→ **Task**
Take the records below from their first line to the line with "phrase -- snow-covered ground", and restate those lines word for word.
----- Data supplied
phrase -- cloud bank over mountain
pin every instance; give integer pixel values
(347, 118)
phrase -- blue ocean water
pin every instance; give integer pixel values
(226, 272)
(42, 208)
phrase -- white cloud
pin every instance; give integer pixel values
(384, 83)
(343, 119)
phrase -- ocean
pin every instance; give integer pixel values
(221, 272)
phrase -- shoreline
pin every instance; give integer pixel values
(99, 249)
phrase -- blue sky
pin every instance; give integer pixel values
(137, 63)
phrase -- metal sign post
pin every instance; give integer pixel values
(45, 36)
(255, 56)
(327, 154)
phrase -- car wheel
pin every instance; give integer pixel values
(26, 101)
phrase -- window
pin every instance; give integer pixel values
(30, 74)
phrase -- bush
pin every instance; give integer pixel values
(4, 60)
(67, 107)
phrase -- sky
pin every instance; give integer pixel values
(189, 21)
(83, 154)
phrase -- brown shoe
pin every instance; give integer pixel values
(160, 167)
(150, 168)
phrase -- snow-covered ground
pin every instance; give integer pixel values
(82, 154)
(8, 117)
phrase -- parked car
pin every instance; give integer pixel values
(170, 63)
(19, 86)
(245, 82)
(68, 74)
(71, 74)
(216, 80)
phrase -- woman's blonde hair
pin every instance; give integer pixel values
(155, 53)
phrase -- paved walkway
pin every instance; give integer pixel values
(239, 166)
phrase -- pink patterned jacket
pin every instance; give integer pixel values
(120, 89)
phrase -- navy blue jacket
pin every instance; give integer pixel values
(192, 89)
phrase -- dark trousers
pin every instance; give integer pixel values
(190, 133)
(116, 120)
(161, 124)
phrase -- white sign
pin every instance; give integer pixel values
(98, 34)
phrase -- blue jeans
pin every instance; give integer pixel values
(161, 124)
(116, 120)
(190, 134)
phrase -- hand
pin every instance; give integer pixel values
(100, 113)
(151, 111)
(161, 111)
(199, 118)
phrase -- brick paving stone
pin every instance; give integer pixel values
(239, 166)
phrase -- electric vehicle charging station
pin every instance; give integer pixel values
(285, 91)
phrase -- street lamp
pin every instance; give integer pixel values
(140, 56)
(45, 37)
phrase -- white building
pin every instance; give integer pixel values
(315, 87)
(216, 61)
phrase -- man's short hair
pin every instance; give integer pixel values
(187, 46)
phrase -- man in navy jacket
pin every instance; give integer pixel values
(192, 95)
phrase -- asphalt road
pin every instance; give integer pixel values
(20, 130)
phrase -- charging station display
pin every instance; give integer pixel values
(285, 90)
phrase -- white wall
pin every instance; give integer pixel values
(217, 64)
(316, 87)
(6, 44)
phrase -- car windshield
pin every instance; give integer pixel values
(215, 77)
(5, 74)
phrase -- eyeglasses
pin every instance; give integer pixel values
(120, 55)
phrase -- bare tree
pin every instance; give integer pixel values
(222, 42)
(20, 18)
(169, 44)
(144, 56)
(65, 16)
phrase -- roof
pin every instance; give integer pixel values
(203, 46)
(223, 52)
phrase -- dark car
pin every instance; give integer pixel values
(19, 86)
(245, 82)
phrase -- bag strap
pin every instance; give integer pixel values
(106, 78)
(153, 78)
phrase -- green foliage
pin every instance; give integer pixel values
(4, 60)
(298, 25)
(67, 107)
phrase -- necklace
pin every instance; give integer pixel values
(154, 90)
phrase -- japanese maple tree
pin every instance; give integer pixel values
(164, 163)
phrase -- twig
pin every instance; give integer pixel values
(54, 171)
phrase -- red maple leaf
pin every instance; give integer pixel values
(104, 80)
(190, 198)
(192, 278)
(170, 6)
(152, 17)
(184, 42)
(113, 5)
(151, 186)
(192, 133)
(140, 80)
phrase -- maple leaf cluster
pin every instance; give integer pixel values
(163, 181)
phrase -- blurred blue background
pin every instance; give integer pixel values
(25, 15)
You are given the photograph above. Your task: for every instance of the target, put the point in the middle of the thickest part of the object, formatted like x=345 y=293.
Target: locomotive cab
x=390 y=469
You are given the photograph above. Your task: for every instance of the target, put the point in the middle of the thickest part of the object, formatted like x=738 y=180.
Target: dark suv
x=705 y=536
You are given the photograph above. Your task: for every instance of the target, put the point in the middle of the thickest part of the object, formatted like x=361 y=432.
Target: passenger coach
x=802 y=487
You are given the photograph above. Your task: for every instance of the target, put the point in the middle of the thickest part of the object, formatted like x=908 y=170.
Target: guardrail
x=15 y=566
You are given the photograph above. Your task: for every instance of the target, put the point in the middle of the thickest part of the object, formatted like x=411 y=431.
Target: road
----------
→ **Solution**
phrase -- cloud bank over mountain
pin every instance; give integer pixel values
(347, 118)
phrase -- blue ocean water
pin every instance; give integer pixel values
(226, 272)
(42, 208)
phrase -- white cloud
pin every instance; give integer pixel values
(384, 83)
(343, 119)
phrase -- ocean
pin every instance; give integer pixel values
(221, 272)
phrase -- shoreline
pin every instance; give integer pixel values
(99, 249)
phrase -- blue sky
pin every instance; give integer pixel values
(137, 63)
phrase -- metal sign post
pin every instance; give integer pixel values
(45, 36)
(255, 56)
(327, 154)
phrase -- car wheel
pin every instance; give integer pixel values
(26, 101)
phrase -- window
pin every instance; give integer pixel values
(30, 74)
phrase -- bush
pin every instance; give integer pixel values
(4, 60)
(67, 107)
phrase -- sky
pin every instance; give integer pixel values
(189, 21)
(83, 154)
phrase -- brown shoe
pin every instance; give integer pixel values
(160, 167)
(150, 168)
phrase -- snow-covered ground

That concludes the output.